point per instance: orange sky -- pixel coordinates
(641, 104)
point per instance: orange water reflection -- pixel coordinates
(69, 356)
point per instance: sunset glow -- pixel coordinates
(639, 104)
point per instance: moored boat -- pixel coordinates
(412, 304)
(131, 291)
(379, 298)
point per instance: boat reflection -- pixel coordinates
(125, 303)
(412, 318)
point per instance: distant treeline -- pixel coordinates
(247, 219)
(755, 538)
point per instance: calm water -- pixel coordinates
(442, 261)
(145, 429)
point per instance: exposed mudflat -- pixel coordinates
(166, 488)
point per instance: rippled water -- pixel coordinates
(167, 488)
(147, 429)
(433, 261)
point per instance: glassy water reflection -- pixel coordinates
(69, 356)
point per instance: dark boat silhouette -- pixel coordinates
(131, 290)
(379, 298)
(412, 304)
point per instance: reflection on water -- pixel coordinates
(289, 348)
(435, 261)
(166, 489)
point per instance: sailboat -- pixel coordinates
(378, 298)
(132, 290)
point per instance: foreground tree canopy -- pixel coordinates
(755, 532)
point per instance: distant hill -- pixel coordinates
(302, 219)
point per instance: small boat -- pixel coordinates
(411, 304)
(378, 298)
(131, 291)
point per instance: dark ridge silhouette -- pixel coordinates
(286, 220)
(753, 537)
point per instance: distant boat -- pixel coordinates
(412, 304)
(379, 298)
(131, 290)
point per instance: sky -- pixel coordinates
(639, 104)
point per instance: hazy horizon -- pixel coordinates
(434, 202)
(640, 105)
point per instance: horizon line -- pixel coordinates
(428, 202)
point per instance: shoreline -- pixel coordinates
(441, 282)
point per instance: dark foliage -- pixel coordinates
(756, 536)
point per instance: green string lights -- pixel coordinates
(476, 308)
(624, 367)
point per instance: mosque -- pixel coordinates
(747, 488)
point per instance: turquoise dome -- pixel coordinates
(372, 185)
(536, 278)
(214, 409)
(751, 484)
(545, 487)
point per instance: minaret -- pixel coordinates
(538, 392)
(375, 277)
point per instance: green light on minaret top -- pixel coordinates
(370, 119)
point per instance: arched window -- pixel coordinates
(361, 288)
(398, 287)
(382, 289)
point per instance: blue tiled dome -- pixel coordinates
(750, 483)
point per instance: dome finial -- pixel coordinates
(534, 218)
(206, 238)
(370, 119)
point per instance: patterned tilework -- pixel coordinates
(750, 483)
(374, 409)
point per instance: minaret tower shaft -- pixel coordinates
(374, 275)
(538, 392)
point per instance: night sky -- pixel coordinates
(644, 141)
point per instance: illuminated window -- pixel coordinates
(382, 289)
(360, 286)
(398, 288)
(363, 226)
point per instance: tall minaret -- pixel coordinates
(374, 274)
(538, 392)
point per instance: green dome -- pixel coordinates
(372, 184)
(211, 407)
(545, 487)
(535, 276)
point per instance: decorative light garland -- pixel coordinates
··········
◆ **WHAT IS ASKED**:
Reproduce exactly the lines from the one with "point per instance: blue" through the end of the entries above, both ends included.

◆ **EXPECTED ANSWER**:
point per instance: blue tiled dome -- pixel coordinates
(750, 483)
point per instance: dome finial -- pixel coordinates
(534, 218)
(206, 238)
(370, 119)
point per instance: patterned tilework -- pixel coordinates
(750, 483)
(374, 409)
point per instance: minaret tower shaft -- pixel coordinates
(374, 275)
(538, 392)
point per instance: night sky -- pixel coordinates
(644, 141)
point per instance: illuminated window -- pixel coordinates
(382, 289)
(360, 286)
(398, 288)
(363, 226)
point per instance: tall minaret -- pixel coordinates
(374, 274)
(538, 392)
point per instance: green dome -- pixel coordinates
(372, 184)
(211, 407)
(545, 487)
(535, 276)
point per instance: decorative light garland -- pixel coordinates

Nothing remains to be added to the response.